▶ **TEXTE FOURNI**:
┌──

Ces dernières semaines, la parole de nombreuses victimes strasbourgeoises a enfin trouvé écho suite à la publication de nombreux témoignages sur les réseaux sociaux. Des faits d’agressions sexuelles, des viols y sont décrits, et la responsabilité de la direction est parfois mise en cause. D’ailleurs pour retrouver notre enquête à ce sujet, c’est par ici ! 

En tant que victime ou même en tant que témoin, il est parfois difficile de savoir comment agir correctement et ce qu’on est en droit de demander aux administrations des établissements supérieurs. Membre du collectif féministe Nous Toutes 67, Émilie a accepté de nous aider à y voir un peu plus clair en répondant à nos questions. 


Si les faits se sont déroulés dans une soirée, ou à un événement de l’école et non pendant les cours, l’établissement peut-il faire quelque chose ?

Oui. Il doit faire quelque chose. Toutes les activités qui sont sous la responsabilité de l’établissement, relèvent à ce titre des obligations qui s’appliquent à l’établissement de manière générale en ce qui concerne les étudiants, le personnel et aussi les événements. À partir du moment où il y a, soit utilisation des moyens de communication de l’université ou de l’école, ou bien le logo de l’école ou encore si l’association est financée par l’école, cela relève de l’établissement. Si c’est une soirée organisée à l’initiative des étudiants de manière complètement privée, le cadre est différent. Mais dès qu’il y a un investissement de l’école d’une manière ou d’une autre, les obligations sont les mêmes et s’appliquent à tous les établissements de l’enseignement supérieur. 


Et si les faits se sont déroulés entre étudiants de l’école, mais dans une sphère privée ? 

Si les faits se déroulent dans un cadre complètement privé entre deux étudiants, ça ne relève pas de la responsabilité de l’établissement de l’enseignement supérieur.

└──

▶ **CONSIGNES**:
a) Répondez aux questions suivantes à partir du texte sur les violences sexuelles dans l'enseignement supérieur.
(i) Sur quel support les nombreux témoignages ont-ils été publiés ?
(ii) De quel collectif Émilie est-elle membre ?
(iii) Des faits survenus entre deux étudiants dans un cadre complètement privé relèvent-ils de la responsabilité de l'établissement ?
b) Recopiez en le modifiant le passage du texte sur les violences sexuelles dans l'enseignement supérieur qui va de "Ces dernières semaines, la" jusqu'à "à nos questions.", en remplaçant "Émilie" par "Claire".
c) Reprenez le texte sur les violences sexuelles dans l'enseignement supérieur à la suite de sa dernière phrase et poursuivez-le.

▶ **DONNÉES ENREGISTRÉES**:
┌──

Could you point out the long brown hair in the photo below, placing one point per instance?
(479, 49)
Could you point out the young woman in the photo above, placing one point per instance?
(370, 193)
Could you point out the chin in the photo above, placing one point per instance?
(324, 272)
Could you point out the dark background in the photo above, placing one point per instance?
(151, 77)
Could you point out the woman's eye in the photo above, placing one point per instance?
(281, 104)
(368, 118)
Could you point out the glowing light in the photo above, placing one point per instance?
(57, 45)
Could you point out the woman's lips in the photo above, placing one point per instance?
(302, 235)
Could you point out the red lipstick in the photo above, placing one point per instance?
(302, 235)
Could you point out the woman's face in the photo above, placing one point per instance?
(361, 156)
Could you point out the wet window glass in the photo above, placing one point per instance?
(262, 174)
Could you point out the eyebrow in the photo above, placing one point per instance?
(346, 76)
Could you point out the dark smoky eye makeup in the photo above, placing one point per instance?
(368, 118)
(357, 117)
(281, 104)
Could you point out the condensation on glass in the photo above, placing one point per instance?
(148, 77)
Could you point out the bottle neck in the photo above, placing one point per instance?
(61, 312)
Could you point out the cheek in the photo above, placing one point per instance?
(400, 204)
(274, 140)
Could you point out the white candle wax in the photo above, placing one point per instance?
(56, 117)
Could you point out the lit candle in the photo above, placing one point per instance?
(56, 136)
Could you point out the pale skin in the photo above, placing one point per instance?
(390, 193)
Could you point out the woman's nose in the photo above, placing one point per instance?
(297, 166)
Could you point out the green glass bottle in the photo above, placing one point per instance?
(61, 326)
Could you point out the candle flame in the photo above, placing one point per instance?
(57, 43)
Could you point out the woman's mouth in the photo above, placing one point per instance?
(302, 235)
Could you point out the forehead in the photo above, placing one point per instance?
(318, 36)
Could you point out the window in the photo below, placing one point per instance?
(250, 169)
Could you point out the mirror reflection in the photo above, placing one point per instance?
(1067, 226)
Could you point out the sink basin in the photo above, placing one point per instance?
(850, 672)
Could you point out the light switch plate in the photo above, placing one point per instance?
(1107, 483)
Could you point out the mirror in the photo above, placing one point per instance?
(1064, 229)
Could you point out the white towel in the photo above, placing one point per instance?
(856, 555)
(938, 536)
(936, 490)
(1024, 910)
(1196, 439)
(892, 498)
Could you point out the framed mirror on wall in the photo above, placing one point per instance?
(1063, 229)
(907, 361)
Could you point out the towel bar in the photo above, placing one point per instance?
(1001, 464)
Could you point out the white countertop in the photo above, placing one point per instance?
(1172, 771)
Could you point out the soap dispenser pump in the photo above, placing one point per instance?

└──

▶ **RÉPONSES**:
a)
(i) Sur les réseaux sociaux.
(ii) Du collectif féministe Nous Toutes 67.
(iii) Non.

b)
Ces dernières semaines, la parole de nombreuses victimes strasbourgeoises a enfin trouvé écho suite à la publication de nombreux témoignages sur les réseaux sociaux. Des faits d’agressions sexuelles, des viols y sont décrits, et la responsabilité de la direction est parfois mise en cause. D’ailleurs pour retrouver notre enquête à ce sujet, c’est par ici ! 

En tant que victime ou même en tant que témoin, il est parfois difficile de savoir comment agir correctement et ce qu’on est en droit de demander aux administrations des établissements supérieurs. Membre du collectif féministe Nous Toutes 67, Claire a accepté de nous aider à y voir un peu plus clair en répondant à nos questions.

c)
Quelles sont les obligations de la direction d’établissement lorsqu’elle est informée de faits de violences sexuelles ?

C’est d’abord de prévenir les violences, de manière générale les violences sexistes et sexuelles ; de créer une cellule de veille dédiée ; de faire cesser les violences lorsqu’elles sont portées à la connaissance de l’établissement ; de protéger la victime ou les victimes ; et de conduire une enquête interne qui aboutit, si les faits sont avérés, à une sanction des auteurs. Ça, ça s’applique à l’intérieur de l’établissement donc pour les cours, mais aussi pour toutes les soirées, les événements et les conférences qui engagent l’école.

Aussi, s’il y a un signalement, il doit y avoir une enquête. Il doit y avoir des entretiens qui sont conduits, des comptes-rendus d’entretiens, une commission qui se tient pour examiner les entretiens et puis il doit y avoir, si les faits sont avérés, une sanction et en tout cas un signalement au procureur de la République. 

© Collectif Zenaa

L’école a donc l’obligation de déclencher une enquête quand on signale des violences ?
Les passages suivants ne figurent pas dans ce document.